Stored data entries
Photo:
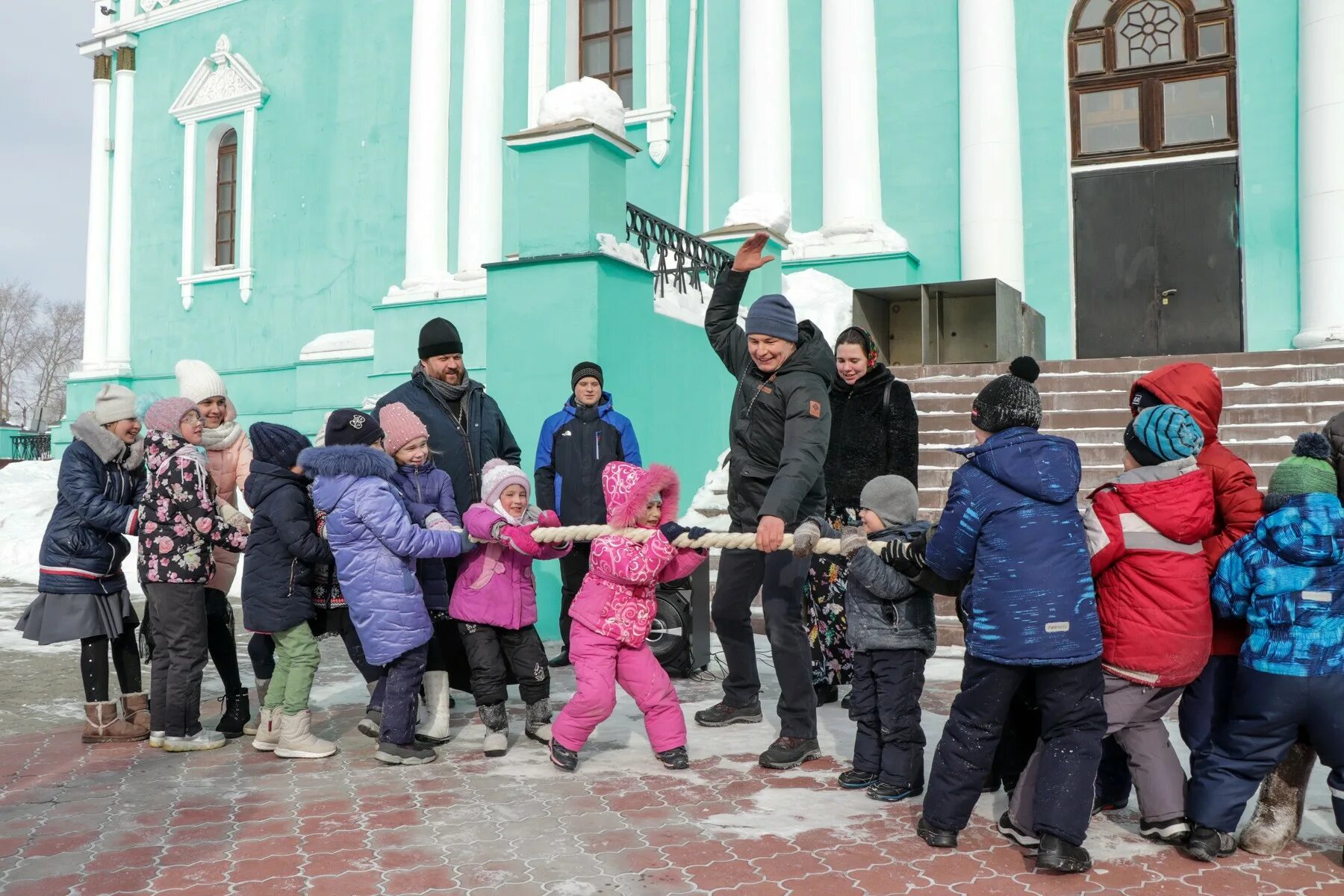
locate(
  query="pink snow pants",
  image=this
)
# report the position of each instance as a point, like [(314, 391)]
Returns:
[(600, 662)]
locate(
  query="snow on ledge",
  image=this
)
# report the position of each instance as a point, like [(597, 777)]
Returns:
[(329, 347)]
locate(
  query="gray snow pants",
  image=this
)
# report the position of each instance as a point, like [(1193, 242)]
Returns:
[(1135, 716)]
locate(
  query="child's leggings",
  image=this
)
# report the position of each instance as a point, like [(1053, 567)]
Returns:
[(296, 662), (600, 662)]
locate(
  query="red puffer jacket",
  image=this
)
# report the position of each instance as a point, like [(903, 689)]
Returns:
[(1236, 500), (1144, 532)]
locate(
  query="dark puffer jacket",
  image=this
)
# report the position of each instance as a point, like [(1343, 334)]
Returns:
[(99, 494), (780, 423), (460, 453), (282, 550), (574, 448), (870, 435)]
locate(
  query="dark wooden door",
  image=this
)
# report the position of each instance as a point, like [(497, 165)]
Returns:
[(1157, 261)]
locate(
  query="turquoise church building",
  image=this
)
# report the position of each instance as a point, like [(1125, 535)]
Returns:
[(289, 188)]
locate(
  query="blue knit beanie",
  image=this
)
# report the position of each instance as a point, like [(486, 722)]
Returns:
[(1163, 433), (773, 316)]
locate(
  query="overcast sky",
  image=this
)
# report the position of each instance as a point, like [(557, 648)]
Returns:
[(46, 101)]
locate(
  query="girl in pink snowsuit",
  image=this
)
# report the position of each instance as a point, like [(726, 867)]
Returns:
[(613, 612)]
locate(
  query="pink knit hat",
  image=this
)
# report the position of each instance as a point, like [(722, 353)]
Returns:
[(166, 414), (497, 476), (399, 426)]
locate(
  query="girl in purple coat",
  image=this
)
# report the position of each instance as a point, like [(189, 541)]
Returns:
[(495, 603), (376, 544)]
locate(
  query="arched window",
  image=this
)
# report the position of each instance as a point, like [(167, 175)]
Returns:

Exercise details:
Write out all the entries precisely as given, omitting each image.

Output of the exercise:
Photo:
locate(
  query="pink snow pants",
  image=this
)
# report the position of each instance as a point, like [(314, 391)]
Returns:
[(600, 662)]
locate(
  query="snow on ledge",
  image=this
)
# report the position of each instance as a point, like [(597, 777)]
Returns:
[(329, 347)]
locate(
  query="gray snow pants",
  image=this
)
# report the position of each instance as a point, like [(1193, 242)]
Returns:
[(1135, 716)]
locate(
  query="child's leggings",
  image=this
)
# report the position of each instance as a point, like [(1053, 567)]
Returns:
[(296, 662), (600, 662)]
locate(
  query="red puffer jacket",
  image=this
)
# report the position of each instance as a point, like [(903, 689)]
Returns:
[(1236, 500), (1144, 532)]
locate(
  query="dark puffer jacket",
  image=this
)
# report the position of each instance as a point, like [(1343, 334)]
Returns:
[(99, 494), (780, 423), (460, 453), (282, 550), (574, 448), (870, 435)]
locate(
  query="dark wooden door",
  image=this
)
# report the position of each instance as a point, like [(497, 165)]
Returns:
[(1157, 261)]
locate(
  query="turquoise church building",
  image=this
)
# report the position of each instance as a point, like [(1125, 535)]
Returns:
[(289, 188)]
locate(
  query="blue knit beanie",
  image=this
)
# report the position of each instance as a point, like [(486, 722)]
Returns:
[(1163, 433), (773, 316)]
locate(
  query="overcast sky",
  image=this
)
# report the position of each instance as a point, like [(557, 648)]
Returns:
[(46, 101)]
locate(
  query="girl in pink snowsuit",
  image=this
)
# report the position of each instance as a point, like [(726, 867)]
Returns:
[(613, 612)]
locate(
  query="pink knit hat",
  image=this
)
# report the position of each instance as a point, like [(722, 353)]
Returns:
[(166, 414), (497, 476), (399, 426)]
locate(
  query="girl in purple coat",
  image=this
)
# report the position of each instance as a point, like [(189, 541)]
Returns:
[(495, 603), (376, 544)]
locate(
  query="arched window",
  image=this
)
# report the position of each instance as a point, like [(167, 175)]
Returns:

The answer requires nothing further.